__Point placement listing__
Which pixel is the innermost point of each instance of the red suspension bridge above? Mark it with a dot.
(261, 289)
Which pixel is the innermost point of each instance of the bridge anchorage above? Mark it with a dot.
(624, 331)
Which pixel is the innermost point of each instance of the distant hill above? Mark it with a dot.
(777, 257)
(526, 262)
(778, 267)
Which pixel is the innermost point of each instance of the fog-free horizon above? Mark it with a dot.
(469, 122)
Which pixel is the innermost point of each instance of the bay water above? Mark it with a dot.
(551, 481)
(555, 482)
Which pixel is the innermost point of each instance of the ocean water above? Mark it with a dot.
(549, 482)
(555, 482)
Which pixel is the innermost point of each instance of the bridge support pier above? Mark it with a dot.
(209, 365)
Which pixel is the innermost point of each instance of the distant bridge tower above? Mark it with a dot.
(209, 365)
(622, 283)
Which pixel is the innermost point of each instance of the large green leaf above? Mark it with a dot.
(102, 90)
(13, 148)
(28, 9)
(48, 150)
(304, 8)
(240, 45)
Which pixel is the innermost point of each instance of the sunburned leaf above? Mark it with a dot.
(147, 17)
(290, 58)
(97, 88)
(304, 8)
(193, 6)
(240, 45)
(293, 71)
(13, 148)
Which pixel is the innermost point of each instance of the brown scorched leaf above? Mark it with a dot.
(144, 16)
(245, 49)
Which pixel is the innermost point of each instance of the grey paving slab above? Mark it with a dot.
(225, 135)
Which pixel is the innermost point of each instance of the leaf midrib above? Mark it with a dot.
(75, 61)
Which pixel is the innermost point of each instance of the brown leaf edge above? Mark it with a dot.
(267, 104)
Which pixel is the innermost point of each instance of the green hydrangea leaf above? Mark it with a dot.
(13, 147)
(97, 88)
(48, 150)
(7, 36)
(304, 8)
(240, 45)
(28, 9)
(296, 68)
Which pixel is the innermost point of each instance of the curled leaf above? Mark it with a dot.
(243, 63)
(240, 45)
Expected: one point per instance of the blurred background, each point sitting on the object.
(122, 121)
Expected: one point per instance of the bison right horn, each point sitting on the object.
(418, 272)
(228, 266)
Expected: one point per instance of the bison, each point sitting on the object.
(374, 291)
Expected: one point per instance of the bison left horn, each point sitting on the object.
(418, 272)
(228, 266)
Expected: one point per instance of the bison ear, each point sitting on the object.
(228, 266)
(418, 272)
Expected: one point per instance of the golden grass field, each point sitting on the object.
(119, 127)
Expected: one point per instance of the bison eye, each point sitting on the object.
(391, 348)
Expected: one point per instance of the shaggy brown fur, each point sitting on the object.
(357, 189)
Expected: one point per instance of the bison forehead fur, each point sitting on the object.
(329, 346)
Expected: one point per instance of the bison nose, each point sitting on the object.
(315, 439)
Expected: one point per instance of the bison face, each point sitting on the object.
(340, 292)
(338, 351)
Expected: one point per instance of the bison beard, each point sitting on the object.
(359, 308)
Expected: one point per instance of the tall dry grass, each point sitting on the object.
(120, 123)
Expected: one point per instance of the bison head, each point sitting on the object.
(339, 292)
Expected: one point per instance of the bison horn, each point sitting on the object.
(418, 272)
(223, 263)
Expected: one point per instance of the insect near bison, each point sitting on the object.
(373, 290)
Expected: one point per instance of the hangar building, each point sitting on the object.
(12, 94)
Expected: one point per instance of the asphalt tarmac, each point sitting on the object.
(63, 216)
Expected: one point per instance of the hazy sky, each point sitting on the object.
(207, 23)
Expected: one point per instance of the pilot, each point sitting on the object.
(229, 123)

__PROBLEM TO WORK ON__
Put into a numbered list the lines from the line with "Expected: one point per instance of the pilot, each" through the end of the listing, leaving out blank lines.

__FINISHED TASK__
1. Expected: one point per instance of the pilot, each point sitting on the object.
2. (229, 123)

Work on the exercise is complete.